Reputation: 436
I have the same problem that was discussed in this link Python extract sentence containing word, but the difference is that I want to find 2 words in the same sentence. I need to extract sentences from a corpus, which contains 2 specific words. Does anyone could help me, please?
Upvotes: 0
Views: 6444
Reputation: 1714
This would be simple using the TextBlob package together with Python's builtin sets.
Basically, iterate through the sentences of your text, and check if their exists an intersection between the set of words in the sentence and your search words.
from text.blob import TextBlob
search_words = set(["buy", "apples"])
blob = TextBlob("I like to eat apple. Me too. Let's go buy some apples.")
matches = []
for sentence in blob.sentences:
words = set(sentence.words)
if search_words & words: # intersection
matches.append(str(sentence))
print(matches)
# ["Let's go buy some apples."]
Update: Or, more Pythonically,
from text.blob import TextBlob
search_words = set(["buy", "apples"])
blob = TextBlob("I like to eat apple. Me too. Let's go buy some apples.")
matches = [str(s) for s in blob.sentences if search_words & set(s.words)]
print(matches)
# ["Let's go buy some apples."]
Upvotes: 2
Reputation: 3523
If this is what you mean:
import re
txt="I like to eat apple. Me too. Let's go buy some apples."

(Dataset items)
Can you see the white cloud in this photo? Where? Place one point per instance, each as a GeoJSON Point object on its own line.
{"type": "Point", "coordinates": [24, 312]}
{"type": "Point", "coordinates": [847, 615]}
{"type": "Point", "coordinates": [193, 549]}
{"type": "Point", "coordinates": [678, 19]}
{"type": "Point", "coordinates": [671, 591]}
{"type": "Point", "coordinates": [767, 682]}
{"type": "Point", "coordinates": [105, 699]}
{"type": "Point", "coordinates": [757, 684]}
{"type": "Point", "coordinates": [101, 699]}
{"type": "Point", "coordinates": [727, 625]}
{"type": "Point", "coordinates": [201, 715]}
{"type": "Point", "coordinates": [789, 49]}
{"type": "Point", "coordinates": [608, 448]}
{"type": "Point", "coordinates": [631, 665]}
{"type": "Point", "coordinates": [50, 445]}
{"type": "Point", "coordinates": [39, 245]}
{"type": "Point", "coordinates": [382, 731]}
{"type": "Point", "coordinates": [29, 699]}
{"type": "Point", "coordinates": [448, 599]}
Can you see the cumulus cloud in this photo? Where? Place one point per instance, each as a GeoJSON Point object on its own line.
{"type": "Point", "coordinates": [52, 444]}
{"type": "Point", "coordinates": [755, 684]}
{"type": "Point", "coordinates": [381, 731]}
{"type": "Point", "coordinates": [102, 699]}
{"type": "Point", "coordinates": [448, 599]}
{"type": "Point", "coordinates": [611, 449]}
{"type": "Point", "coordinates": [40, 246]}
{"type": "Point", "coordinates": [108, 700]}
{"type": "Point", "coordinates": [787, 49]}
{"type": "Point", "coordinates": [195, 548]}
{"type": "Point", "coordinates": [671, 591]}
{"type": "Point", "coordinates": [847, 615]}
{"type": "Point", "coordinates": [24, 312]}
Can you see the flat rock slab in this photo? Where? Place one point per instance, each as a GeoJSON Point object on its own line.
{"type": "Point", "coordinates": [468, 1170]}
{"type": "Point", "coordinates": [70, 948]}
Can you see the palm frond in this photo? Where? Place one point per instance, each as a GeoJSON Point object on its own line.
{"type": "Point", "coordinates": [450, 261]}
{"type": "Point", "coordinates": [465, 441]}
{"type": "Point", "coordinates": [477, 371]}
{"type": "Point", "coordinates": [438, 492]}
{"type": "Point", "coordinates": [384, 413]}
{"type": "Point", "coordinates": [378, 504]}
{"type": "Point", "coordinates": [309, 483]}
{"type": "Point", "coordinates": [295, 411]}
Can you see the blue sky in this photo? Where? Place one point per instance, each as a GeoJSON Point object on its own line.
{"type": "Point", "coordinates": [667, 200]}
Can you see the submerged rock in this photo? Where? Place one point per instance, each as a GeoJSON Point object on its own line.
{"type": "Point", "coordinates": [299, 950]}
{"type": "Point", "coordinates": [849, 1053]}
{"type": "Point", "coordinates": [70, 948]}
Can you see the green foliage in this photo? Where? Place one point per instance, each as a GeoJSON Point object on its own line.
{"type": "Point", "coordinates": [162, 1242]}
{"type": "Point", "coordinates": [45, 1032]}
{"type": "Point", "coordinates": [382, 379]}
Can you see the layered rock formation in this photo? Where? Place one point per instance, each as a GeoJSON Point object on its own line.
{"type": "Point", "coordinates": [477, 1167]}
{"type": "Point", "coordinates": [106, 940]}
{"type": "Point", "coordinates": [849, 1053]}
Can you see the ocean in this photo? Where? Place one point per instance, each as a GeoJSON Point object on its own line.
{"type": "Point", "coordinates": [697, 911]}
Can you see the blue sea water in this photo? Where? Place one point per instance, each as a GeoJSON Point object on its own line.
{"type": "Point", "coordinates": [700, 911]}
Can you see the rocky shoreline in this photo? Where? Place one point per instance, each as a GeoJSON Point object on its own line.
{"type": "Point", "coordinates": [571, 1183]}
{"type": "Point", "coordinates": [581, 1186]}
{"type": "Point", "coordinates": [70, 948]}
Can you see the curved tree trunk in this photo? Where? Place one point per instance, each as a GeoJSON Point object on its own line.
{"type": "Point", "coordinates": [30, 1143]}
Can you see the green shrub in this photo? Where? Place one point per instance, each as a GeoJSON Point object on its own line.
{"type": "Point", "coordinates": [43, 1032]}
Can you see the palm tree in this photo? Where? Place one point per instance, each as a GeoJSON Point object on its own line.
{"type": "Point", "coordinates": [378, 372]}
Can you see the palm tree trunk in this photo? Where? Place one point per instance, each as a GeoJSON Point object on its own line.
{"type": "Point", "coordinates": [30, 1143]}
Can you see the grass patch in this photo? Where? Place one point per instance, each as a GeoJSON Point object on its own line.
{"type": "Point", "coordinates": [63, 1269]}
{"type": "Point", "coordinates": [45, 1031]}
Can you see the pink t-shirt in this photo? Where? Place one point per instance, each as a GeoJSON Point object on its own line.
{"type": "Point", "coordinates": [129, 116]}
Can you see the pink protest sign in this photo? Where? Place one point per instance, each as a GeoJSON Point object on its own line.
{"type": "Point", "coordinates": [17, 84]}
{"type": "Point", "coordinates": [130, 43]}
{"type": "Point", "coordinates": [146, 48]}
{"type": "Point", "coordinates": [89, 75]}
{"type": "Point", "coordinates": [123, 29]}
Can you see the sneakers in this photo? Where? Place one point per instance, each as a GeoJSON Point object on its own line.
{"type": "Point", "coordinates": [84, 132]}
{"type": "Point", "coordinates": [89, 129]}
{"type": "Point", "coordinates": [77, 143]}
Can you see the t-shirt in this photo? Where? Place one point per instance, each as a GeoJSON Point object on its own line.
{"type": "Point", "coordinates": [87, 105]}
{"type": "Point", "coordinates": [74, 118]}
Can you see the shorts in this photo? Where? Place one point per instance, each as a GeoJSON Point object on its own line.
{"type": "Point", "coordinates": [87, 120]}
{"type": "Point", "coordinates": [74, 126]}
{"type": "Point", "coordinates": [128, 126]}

→ **Brief 1**
Scale the listing from the line with "Can you see the t-shirt" through the last line of the listing, writing out every line again with its request. Multiply each point coordinate by 2.55 and round to the nearest whole number, with halves rounding up.
→ **Brief 2**
Continue the forum thread about extracting sentences that contain two specific words, starting right after its last line.

→ **Task answer 1**
Can you see the t-shirt in this photo? Where? Place one point per instance, each as a GeoJSON Point object on its own line.
{"type": "Point", "coordinates": [222, 268]}
{"type": "Point", "coordinates": [189, 301]}
Can you see the shorts in this photo? Where? Place one point per instance, each as a GeoJSON Point object on its own line.
{"type": "Point", "coordinates": [222, 306]}
{"type": "Point", "coordinates": [189, 321]}
{"type": "Point", "coordinates": [326, 321]}

→ **Task answer 2**
define_words = 'some apple'
print re.findall(r"([^.]*?%s[^.]*\.)" % define_words,txt)
Output: [" Let's go buy some apples."]
You can also try with:
define_words = raw_input("Enter string: ")
Check if the sentence contain the defined words:
import re
txt="I like to eat apple. Me too. Let's go buy some apples."
words = 'go apples'.split(' ')
sentences = re.findall(r"([^.]*\.)" ,txt)
for sentence in sentences:
if all(word in sentence for word in words):
print sentence
Upvotes: 2
Reputation: 10278
I think you want an answer using nltk. And I guess that those 2 words don't need to be consecutive right?
>>> from nltk.tokenize import sent_tokenize, word_tokenize
>>> text = 'I like to eat apple. Me too. Let's go buy some apples.'
>>> words = ['like', 'apple']
>>> sentences = sent_tokenize(text)
>>> for sentence in sentences:
... if (all(map(lambda word: word in sentence, words))):
... print sentence
...
I like to eat apple.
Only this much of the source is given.